■ WHAT TO DO: Repeat exactly the lines from the one containing "Would you mind marking the basil" through the last line of the records below, both included, and nothing else.

** BEGIN DATA SUPPLIED **

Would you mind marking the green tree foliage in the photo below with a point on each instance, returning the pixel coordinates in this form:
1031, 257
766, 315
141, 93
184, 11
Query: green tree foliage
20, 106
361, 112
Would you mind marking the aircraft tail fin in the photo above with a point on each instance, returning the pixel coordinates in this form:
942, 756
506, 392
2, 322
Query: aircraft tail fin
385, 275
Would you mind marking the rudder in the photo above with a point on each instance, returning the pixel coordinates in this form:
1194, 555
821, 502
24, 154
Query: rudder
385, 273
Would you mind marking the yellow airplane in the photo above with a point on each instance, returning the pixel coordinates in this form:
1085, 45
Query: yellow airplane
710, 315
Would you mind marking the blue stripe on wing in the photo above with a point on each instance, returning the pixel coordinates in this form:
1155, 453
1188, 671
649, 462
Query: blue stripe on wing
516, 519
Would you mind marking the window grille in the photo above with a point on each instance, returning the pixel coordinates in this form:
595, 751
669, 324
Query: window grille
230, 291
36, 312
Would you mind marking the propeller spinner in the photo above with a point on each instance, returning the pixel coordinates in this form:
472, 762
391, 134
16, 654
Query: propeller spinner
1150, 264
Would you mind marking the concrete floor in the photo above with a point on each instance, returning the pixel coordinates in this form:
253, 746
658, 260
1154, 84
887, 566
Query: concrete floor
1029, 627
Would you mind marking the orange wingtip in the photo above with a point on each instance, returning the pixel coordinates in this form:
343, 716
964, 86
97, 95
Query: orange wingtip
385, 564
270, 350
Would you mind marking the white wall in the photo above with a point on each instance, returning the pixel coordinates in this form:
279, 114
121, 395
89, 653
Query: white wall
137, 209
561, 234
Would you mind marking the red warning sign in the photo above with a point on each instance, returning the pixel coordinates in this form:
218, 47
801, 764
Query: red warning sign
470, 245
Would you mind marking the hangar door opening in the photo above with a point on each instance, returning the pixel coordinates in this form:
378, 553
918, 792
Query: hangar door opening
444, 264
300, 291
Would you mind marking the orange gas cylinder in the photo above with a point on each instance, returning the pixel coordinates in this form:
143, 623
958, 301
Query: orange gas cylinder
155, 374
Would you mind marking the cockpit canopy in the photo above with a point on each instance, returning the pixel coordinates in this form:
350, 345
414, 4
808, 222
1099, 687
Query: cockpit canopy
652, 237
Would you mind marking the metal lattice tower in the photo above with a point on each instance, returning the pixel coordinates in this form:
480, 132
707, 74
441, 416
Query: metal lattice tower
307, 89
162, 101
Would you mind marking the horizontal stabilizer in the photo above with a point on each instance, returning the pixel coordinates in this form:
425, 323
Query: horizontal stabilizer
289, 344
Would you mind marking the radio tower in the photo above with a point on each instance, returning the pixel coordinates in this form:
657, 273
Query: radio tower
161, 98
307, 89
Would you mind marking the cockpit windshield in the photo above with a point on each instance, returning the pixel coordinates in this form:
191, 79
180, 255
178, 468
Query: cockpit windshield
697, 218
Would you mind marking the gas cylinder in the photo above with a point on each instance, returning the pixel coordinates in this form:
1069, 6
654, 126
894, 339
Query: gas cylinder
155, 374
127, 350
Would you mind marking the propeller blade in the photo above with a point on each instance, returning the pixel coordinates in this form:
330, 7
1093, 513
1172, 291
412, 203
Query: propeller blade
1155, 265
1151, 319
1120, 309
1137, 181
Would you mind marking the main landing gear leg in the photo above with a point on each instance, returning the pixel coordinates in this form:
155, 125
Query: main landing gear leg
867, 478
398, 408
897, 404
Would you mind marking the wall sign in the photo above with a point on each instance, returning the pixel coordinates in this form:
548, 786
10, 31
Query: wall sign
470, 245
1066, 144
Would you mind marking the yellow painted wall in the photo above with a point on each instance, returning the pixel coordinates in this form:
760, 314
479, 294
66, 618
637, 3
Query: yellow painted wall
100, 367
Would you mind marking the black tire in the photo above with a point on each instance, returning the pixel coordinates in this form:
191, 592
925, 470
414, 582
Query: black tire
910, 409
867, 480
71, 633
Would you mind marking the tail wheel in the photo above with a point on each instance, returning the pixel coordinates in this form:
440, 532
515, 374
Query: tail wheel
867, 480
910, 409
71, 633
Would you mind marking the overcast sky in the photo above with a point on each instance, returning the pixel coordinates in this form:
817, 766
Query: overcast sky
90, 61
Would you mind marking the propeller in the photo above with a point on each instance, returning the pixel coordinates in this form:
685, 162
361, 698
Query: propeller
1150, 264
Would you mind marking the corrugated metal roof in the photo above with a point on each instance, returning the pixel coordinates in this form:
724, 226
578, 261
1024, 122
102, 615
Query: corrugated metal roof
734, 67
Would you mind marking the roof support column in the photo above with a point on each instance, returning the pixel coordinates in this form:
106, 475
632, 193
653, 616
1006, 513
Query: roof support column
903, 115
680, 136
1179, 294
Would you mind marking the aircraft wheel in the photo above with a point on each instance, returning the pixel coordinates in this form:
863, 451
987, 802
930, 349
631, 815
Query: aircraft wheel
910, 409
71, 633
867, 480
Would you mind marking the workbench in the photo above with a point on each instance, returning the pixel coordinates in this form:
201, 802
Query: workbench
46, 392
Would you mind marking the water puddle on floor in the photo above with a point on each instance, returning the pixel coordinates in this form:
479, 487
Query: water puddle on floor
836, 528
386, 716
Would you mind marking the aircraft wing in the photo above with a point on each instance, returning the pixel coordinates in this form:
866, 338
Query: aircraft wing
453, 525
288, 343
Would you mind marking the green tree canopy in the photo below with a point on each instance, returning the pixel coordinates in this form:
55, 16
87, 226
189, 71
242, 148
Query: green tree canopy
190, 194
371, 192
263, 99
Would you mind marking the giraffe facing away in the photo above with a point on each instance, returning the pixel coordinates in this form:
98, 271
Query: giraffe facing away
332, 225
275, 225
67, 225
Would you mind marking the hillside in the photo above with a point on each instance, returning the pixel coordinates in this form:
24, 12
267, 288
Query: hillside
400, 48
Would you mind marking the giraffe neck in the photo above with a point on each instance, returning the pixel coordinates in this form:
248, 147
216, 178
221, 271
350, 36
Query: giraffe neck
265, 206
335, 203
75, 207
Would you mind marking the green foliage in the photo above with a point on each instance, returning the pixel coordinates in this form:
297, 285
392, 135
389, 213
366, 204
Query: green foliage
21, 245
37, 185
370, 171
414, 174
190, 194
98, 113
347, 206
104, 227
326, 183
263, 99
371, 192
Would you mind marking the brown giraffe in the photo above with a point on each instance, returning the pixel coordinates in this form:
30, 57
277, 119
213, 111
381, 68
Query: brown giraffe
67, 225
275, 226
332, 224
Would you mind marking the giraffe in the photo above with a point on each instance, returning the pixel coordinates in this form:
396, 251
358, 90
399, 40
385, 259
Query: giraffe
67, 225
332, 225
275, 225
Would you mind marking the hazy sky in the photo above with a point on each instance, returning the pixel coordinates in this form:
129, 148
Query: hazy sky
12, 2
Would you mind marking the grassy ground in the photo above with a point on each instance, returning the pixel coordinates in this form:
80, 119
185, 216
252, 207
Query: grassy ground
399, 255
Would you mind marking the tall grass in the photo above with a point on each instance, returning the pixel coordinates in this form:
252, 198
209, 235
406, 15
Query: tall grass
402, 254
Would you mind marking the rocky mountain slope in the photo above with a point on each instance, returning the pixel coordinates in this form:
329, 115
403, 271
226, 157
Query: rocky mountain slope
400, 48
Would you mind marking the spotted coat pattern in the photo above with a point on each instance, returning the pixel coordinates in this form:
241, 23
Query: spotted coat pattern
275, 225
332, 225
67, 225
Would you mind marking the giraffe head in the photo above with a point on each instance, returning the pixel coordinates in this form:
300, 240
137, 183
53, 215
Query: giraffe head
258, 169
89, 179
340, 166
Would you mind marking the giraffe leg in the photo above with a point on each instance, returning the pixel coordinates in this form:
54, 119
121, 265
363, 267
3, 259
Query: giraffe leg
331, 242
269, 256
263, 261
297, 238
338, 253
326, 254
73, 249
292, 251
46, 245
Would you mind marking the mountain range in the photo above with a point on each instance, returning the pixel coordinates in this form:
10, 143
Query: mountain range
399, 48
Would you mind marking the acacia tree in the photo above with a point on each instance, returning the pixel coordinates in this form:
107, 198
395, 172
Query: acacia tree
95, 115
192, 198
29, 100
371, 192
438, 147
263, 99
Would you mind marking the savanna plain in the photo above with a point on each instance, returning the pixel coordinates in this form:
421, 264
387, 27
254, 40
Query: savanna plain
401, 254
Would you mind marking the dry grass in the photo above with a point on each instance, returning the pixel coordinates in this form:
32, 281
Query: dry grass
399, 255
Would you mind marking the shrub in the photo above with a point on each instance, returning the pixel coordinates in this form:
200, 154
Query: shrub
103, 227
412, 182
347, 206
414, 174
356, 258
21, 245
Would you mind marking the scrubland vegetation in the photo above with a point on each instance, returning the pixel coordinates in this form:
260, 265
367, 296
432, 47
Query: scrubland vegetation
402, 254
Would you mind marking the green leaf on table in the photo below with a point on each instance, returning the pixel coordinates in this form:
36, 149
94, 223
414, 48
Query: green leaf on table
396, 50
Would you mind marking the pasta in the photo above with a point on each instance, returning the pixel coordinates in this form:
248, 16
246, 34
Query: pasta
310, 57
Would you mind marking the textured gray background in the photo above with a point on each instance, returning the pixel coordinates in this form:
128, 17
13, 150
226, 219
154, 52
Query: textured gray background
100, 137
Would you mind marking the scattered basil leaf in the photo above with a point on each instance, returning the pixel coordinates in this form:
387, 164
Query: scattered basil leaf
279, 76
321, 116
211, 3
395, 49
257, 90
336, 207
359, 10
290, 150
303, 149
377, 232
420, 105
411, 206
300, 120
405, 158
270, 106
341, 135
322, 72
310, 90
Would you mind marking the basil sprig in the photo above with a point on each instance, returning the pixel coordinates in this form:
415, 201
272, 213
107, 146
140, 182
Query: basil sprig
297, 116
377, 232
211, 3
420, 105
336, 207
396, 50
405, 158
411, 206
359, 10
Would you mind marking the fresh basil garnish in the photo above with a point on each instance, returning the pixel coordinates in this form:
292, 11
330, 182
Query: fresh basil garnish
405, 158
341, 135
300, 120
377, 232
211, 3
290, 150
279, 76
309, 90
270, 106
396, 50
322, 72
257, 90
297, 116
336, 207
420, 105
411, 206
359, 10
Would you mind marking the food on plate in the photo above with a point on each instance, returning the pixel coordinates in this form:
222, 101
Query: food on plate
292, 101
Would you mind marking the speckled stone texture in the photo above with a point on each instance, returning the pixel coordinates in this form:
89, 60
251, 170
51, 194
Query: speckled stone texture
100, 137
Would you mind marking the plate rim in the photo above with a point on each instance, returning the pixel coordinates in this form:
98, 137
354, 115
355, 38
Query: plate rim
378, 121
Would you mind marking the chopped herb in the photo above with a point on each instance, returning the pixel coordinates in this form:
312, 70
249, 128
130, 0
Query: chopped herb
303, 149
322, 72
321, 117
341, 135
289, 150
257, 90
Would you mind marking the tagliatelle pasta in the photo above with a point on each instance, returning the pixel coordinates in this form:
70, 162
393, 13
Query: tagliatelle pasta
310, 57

** END DATA SUPPLIED **

■ RESPONSE FOR THIS EXERCISE:
Would you mind marking the basil sprig in the photo above with a point on each instance, returning the pixel coordinates in this form:
415, 201
272, 213
107, 146
140, 182
Query: basil sprig
297, 116
377, 232
211, 3
420, 105
336, 207
396, 50
405, 158
411, 206
359, 10
Would you mind marking the fresh basil garnish in the photo above with a point on each instance, returning the pixel coordinates in this form:
292, 11
330, 182
Query: fresh basil garnish
405, 158
341, 135
300, 120
377, 232
211, 3
290, 150
279, 76
309, 90
270, 106
396, 50
322, 72
257, 90
297, 116
336, 207
420, 105
411, 206
359, 10
Would you mind marking the food on plate in the photo above with a point on each instance, returning the pixel coordinates in this form:
222, 101
Query: food on plate
292, 101
Would you mind marking the speckled stone texture in the photo above with a point on each instance, returning the pixel coordinates in this form:
89, 60
251, 170
51, 194
Query: speckled stone texture
100, 137
Would you mind marking the plate rim in the photo above with a point on each instance, returning the pixel coordinates in this form:
98, 137
354, 115
355, 38
Query: plate rim
378, 121
Would you mind marking the chopped herb in the photo above with a point on each instance, returning the pixel coordinates in this form:
312, 70
249, 128
130, 0
Query: chopped herb
303, 149
322, 72
321, 117
341, 135
289, 150
257, 90
Would you mind marking the tagliatelle pasta in the photo above with a point on each instance, returning the pixel coordinates in this form:
70, 162
393, 13
Query: tagliatelle pasta
310, 57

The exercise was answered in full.